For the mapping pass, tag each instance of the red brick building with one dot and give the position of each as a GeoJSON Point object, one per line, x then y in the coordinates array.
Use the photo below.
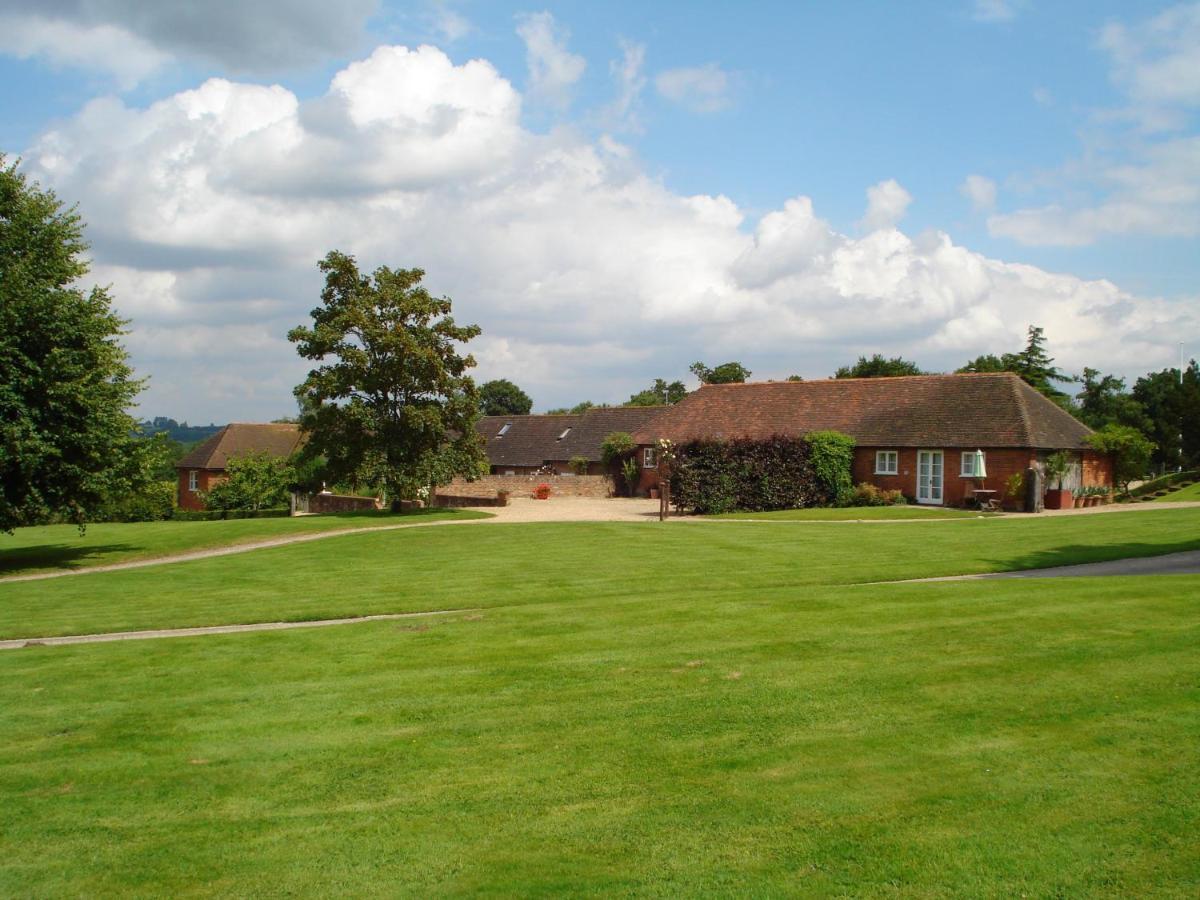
{"type": "Point", "coordinates": [205, 466]}
{"type": "Point", "coordinates": [916, 433]}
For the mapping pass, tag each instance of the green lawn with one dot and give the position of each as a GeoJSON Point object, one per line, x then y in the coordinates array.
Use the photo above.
{"type": "Point", "coordinates": [509, 564]}
{"type": "Point", "coordinates": [853, 514]}
{"type": "Point", "coordinates": [1187, 493]}
{"type": "Point", "coordinates": [681, 709]}
{"type": "Point", "coordinates": [51, 547]}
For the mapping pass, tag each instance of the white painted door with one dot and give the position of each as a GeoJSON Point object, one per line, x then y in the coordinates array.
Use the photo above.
{"type": "Point", "coordinates": [930, 473]}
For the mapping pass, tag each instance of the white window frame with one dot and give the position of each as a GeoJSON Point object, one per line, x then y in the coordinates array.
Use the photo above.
{"type": "Point", "coordinates": [963, 465]}
{"type": "Point", "coordinates": [885, 455]}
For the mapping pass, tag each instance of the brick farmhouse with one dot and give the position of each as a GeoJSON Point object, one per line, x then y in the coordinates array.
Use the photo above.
{"type": "Point", "coordinates": [915, 433]}
{"type": "Point", "coordinates": [204, 467]}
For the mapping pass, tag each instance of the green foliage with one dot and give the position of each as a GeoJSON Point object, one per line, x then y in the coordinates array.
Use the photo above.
{"type": "Point", "coordinates": [1057, 466]}
{"type": "Point", "coordinates": [879, 367]}
{"type": "Point", "coordinates": [67, 444]}
{"type": "Point", "coordinates": [868, 495]}
{"type": "Point", "coordinates": [832, 455]}
{"type": "Point", "coordinates": [503, 397]}
{"type": "Point", "coordinates": [659, 394]}
{"type": "Point", "coordinates": [724, 373]}
{"type": "Point", "coordinates": [253, 481]}
{"type": "Point", "coordinates": [1104, 401]}
{"type": "Point", "coordinates": [1131, 453]}
{"type": "Point", "coordinates": [633, 473]}
{"type": "Point", "coordinates": [616, 445]}
{"type": "Point", "coordinates": [1171, 405]}
{"type": "Point", "coordinates": [713, 477]}
{"type": "Point", "coordinates": [395, 407]}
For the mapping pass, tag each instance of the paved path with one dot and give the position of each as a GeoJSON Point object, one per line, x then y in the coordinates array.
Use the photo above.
{"type": "Point", "coordinates": [13, 645]}
{"type": "Point", "coordinates": [1186, 563]}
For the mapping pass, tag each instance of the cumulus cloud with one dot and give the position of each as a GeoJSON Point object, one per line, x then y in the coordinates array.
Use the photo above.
{"type": "Point", "coordinates": [209, 209]}
{"type": "Point", "coordinates": [553, 70]}
{"type": "Point", "coordinates": [702, 89]}
{"type": "Point", "coordinates": [241, 36]}
{"type": "Point", "coordinates": [981, 191]}
{"type": "Point", "coordinates": [886, 204]}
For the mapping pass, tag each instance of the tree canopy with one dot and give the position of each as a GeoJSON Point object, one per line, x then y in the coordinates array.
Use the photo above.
{"type": "Point", "coordinates": [67, 443]}
{"type": "Point", "coordinates": [879, 367]}
{"type": "Point", "coordinates": [503, 397]}
{"type": "Point", "coordinates": [659, 394]}
{"type": "Point", "coordinates": [391, 402]}
{"type": "Point", "coordinates": [724, 373]}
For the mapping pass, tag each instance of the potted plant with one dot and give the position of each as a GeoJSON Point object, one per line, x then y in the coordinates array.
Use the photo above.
{"type": "Point", "coordinates": [1056, 467]}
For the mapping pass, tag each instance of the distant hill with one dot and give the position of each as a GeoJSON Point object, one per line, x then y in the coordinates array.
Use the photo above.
{"type": "Point", "coordinates": [183, 432]}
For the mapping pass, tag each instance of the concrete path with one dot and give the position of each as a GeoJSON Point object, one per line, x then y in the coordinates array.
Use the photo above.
{"type": "Point", "coordinates": [13, 645]}
{"type": "Point", "coordinates": [1186, 563]}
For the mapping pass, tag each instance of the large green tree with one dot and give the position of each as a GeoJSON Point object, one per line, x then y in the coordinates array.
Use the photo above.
{"type": "Point", "coordinates": [503, 397]}
{"type": "Point", "coordinates": [67, 443]}
{"type": "Point", "coordinates": [877, 366]}
{"type": "Point", "coordinates": [391, 402]}
{"type": "Point", "coordinates": [724, 373]}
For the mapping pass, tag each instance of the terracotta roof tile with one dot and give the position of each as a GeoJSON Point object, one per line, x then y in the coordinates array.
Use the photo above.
{"type": "Point", "coordinates": [994, 411]}
{"type": "Point", "coordinates": [537, 439]}
{"type": "Point", "coordinates": [239, 438]}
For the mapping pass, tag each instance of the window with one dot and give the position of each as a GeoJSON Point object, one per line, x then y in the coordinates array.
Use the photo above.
{"type": "Point", "coordinates": [887, 462]}
{"type": "Point", "coordinates": [971, 465]}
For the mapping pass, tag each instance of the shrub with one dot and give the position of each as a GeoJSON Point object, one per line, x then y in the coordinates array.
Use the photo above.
{"type": "Point", "coordinates": [616, 445]}
{"type": "Point", "coordinates": [868, 495]}
{"type": "Point", "coordinates": [712, 477]}
{"type": "Point", "coordinates": [832, 455]}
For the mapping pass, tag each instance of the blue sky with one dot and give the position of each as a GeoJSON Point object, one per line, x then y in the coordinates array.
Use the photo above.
{"type": "Point", "coordinates": [715, 165]}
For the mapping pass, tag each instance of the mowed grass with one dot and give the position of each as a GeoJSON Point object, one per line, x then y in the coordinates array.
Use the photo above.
{"type": "Point", "coordinates": [1189, 493]}
{"type": "Point", "coordinates": [495, 565]}
{"type": "Point", "coordinates": [55, 547]}
{"type": "Point", "coordinates": [853, 514]}
{"type": "Point", "coordinates": [749, 736]}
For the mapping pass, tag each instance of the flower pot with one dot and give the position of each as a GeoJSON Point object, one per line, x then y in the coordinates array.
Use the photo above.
{"type": "Point", "coordinates": [1059, 499]}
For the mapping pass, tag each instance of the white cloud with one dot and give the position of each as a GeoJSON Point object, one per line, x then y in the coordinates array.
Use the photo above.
{"type": "Point", "coordinates": [886, 204]}
{"type": "Point", "coordinates": [1158, 61]}
{"type": "Point", "coordinates": [981, 191]}
{"type": "Point", "coordinates": [993, 11]}
{"type": "Point", "coordinates": [209, 210]}
{"type": "Point", "coordinates": [702, 89]}
{"type": "Point", "coordinates": [241, 36]}
{"type": "Point", "coordinates": [60, 42]}
{"type": "Point", "coordinates": [553, 70]}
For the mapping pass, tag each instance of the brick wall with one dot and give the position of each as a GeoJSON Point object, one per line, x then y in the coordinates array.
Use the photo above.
{"type": "Point", "coordinates": [525, 485]}
{"type": "Point", "coordinates": [207, 479]}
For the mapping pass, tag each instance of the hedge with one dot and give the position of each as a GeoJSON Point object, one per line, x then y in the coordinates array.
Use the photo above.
{"type": "Point", "coordinates": [712, 477]}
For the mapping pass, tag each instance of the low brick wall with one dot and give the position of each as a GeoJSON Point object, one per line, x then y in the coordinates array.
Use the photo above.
{"type": "Point", "coordinates": [525, 485]}
{"type": "Point", "coordinates": [340, 503]}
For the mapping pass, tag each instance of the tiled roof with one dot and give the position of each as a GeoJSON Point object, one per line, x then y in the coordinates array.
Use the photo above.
{"type": "Point", "coordinates": [994, 411]}
{"type": "Point", "coordinates": [239, 438]}
{"type": "Point", "coordinates": [535, 439]}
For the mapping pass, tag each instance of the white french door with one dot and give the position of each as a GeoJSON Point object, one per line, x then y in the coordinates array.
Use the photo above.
{"type": "Point", "coordinates": [930, 475]}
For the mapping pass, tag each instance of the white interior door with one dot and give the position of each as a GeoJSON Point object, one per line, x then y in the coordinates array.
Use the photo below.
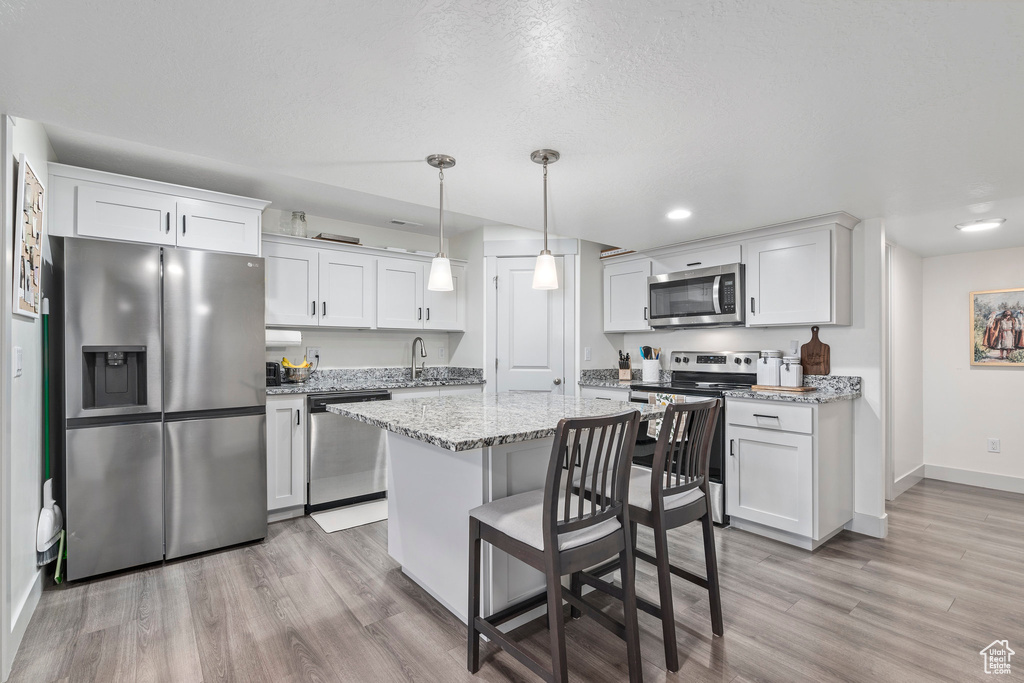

================================

▶ _WHAT NEEDS TO BE DONE_
Locate every line of the items above that contains the word "green" and copy each one. Case counts.

▶ _SOLUTION TO THIS TASK_
For the mapping pass, tag each instance of the green lawn with one dot and give the position of each as a GeoJSON Point object, one per line, x then y in the coordinates array.
For the mapping pass, tag each instance of the green foliage with one dot and give the position of each as a GeoJSON Point object, one per line, x then y in the coordinates array.
For the mapping pass, tag each instance of the large green tree with one dot and give the position of each as a GeoJSON Point object, one per line, x then y in the coordinates array.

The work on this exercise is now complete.